- Instructions to follow -
Could you edit everything from the line containing "the tree bark" down to the end of the records, giving those lines again with "put a marker on" changed to "place a dot on" and all else unchanged?

(Dataset entries)
* BEGIN *

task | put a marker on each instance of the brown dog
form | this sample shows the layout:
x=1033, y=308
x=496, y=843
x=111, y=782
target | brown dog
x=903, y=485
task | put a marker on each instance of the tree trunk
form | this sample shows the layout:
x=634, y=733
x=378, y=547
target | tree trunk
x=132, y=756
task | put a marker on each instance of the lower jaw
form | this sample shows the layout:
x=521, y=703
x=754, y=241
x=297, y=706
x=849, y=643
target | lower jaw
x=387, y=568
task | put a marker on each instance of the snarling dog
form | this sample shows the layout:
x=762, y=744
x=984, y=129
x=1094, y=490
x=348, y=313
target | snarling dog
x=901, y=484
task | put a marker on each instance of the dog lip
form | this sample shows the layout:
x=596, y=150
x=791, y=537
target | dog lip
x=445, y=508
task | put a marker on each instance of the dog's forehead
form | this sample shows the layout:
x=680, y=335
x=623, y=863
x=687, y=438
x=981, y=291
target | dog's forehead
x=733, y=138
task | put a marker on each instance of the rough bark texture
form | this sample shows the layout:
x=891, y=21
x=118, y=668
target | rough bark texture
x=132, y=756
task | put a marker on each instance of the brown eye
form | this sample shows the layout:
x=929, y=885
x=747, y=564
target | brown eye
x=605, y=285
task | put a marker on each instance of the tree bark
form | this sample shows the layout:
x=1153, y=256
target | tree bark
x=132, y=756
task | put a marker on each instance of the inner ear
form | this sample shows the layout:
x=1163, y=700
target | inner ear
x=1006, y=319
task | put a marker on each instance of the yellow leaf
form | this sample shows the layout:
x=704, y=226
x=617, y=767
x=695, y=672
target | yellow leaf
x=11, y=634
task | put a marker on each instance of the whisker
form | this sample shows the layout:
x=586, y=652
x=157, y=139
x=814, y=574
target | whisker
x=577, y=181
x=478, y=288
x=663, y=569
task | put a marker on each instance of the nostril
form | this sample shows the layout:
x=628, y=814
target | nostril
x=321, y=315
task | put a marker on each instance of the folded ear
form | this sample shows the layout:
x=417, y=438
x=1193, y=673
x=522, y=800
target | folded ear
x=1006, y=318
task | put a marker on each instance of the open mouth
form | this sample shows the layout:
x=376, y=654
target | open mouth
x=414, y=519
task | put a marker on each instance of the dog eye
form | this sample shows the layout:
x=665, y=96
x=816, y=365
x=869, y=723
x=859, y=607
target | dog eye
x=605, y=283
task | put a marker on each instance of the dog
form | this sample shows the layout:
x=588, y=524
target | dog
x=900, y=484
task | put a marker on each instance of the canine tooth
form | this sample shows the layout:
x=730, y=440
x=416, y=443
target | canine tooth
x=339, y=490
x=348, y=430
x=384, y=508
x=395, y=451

* END *

- The answer -
task | place a dot on each instance of the tree bark
form | this sample shows the layout:
x=1153, y=256
target | tree bark
x=132, y=756
task | place a dot on each instance of the inner ear
form | this sample shows the layout:
x=1163, y=700
target | inner ear
x=1006, y=319
task | place a dot on each instance of the yellow leaf
form | this sample shows the layout:
x=704, y=226
x=617, y=767
x=695, y=672
target | yellow leaf
x=11, y=634
task | place a dot on each instance of the whisker
form | this sample shows the layout:
x=586, y=652
x=157, y=139
x=814, y=574
target | whisker
x=577, y=181
x=478, y=288
x=663, y=569
task | place a dot on each instance of the nostril
form | this sample shows the layout:
x=628, y=814
target | nostril
x=321, y=315
task | place a dot on each instance of the folded ear
form | this sample shows the layout:
x=417, y=438
x=1193, y=673
x=522, y=800
target | folded ear
x=1006, y=318
task | place a dot on each instance of the open mouth
form | this sample shows the layout:
x=376, y=654
target | open mouth
x=414, y=519
task | place a dot on each instance of the dog eye
form | this sample shows the layout:
x=665, y=96
x=816, y=365
x=869, y=723
x=859, y=607
target | dog eye
x=605, y=283
task | place a dot on each instance of the dog
form | this sample shows the layout:
x=588, y=524
target | dog
x=900, y=484
task | place a dot on each instance of the canine tooth
form | this sample shows the layout:
x=730, y=440
x=416, y=443
target | canine tooth
x=339, y=490
x=348, y=430
x=384, y=508
x=395, y=451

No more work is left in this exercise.